───── Provided entries ─────

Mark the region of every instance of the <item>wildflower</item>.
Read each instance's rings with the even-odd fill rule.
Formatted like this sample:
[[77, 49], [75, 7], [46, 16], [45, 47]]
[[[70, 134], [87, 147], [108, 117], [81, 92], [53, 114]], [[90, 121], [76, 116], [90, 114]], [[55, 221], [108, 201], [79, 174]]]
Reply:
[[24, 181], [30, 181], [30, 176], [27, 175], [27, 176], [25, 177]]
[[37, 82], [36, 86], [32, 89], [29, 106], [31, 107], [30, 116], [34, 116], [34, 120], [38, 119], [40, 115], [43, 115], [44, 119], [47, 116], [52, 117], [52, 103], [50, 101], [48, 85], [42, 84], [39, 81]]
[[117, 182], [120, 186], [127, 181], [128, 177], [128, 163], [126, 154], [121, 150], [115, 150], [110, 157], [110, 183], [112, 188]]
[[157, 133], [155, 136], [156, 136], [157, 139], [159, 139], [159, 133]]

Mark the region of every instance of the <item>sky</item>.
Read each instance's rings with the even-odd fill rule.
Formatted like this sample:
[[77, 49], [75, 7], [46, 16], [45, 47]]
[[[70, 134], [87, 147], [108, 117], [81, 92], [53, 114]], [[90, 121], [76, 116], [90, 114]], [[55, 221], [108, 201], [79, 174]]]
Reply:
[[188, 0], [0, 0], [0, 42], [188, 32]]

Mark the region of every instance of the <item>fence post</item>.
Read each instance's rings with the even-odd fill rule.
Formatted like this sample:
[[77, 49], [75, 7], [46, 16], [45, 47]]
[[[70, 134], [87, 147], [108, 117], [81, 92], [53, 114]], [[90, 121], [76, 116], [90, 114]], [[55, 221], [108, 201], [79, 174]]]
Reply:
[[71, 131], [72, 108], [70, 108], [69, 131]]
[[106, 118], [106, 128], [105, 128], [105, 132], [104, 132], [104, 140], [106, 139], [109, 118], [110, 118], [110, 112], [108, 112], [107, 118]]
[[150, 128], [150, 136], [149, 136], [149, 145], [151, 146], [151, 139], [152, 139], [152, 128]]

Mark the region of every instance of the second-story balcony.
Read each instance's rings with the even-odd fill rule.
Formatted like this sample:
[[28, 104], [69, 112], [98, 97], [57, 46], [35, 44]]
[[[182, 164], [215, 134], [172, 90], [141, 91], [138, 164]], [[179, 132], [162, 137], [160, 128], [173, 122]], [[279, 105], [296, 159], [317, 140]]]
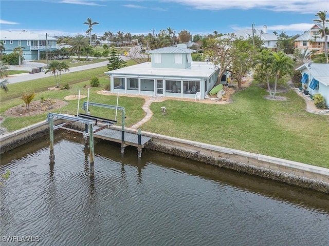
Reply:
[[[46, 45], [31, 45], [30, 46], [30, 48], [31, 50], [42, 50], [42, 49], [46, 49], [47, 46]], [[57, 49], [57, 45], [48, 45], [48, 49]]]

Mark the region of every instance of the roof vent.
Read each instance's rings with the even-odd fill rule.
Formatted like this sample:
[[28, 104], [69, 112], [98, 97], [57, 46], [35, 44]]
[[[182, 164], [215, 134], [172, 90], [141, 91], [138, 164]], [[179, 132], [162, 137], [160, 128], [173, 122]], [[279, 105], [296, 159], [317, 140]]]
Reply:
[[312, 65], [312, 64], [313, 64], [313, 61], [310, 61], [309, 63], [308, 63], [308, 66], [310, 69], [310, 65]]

─────

__Requirement__.
Reproduce the listing above with each "Mark the region" changed to "Outline the area" and everything else unchanged. Leave the pictures out.

__Right answer__.
Outline the area of every instance of the <item>wildflower</item>.
Read each instance's rings with the even-odd fill rule.
Formatted like this sample:
[[77, 49], [75, 7], [46, 16], [45, 47]]
[[[70, 134], [87, 147], [108, 117], [81, 92], [53, 114]], [[90, 121], [76, 116], [90, 114]], [[55, 221], [108, 201], [79, 174]]]
Reply:
[[24, 181], [30, 181], [30, 176], [27, 175], [27, 176], [25, 177]]
[[37, 82], [36, 86], [32, 89], [29, 106], [31, 107], [30, 116], [34, 116], [34, 120], [38, 119], [40, 115], [43, 115], [44, 119], [47, 116], [52, 117], [52, 103], [50, 101], [48, 85], [42, 84], [39, 81]]
[[117, 182], [120, 186], [127, 181], [128, 177], [128, 163], [126, 154], [121, 150], [115, 150], [110, 157], [110, 183], [112, 188]]
[[157, 133], [155, 136], [156, 136], [157, 139], [159, 139], [159, 133]]

Outline the area of every instance of the <item>sky</item>.
Read each instance's rings with the even-odd fill rule.
Formatted like this sample:
[[77, 49], [75, 7], [46, 16], [45, 47]]
[[[70, 134], [87, 147], [108, 117], [81, 92], [53, 114]], [[90, 121], [76, 116], [90, 114]], [[55, 221], [108, 201], [79, 174]]]
Reply:
[[188, 0], [0, 0], [0, 42], [188, 32]]

Outline the area of every instance of the <item>fence post</item>.
Read each instance's rings with the even-odd fill rule.
Formatted like this sample:
[[77, 49], [75, 7], [46, 16], [45, 47]]
[[[70, 134], [87, 147], [108, 117], [81, 92], [53, 114]], [[90, 121], [76, 116], [90, 114]], [[55, 221], [108, 201], [79, 174]]]
Reply:
[[71, 131], [72, 108], [70, 108], [69, 131]]
[[106, 118], [106, 128], [105, 128], [105, 132], [104, 132], [104, 140], [106, 139], [109, 118], [110, 118], [110, 112], [108, 112], [107, 118]]
[[150, 128], [150, 136], [149, 136], [149, 145], [151, 146], [151, 139], [152, 139], [152, 128]]

Outline the area of every instance of the second-story balcony.
Read each instance's rings with the even-odd fill rule.
Formatted like this sample:
[[28, 104], [69, 112], [98, 97], [57, 46], [35, 44]]
[[[182, 164], [215, 134], [172, 90], [141, 91], [138, 164]], [[179, 132], [162, 137], [160, 128], [173, 122]], [[279, 105], [296, 159], [317, 140]]]
Reply:
[[[46, 45], [31, 45], [30, 46], [30, 48], [31, 50], [42, 50], [42, 49], [46, 49], [47, 46]], [[57, 49], [57, 45], [48, 45], [48, 49]]]

Outline the area of every instance of the roof vent.
Read each instance's rings with the even-odd fill rule.
Formatted like this sample:
[[28, 104], [69, 112], [98, 97], [57, 46], [35, 44]]
[[[182, 164], [215, 134], [172, 90], [141, 91], [138, 164]], [[179, 132], [162, 137], [160, 128], [173, 122]], [[279, 105], [296, 159], [317, 140]]]
Reply:
[[312, 65], [312, 64], [313, 64], [313, 61], [310, 61], [309, 63], [308, 63], [308, 66], [310, 69], [310, 65]]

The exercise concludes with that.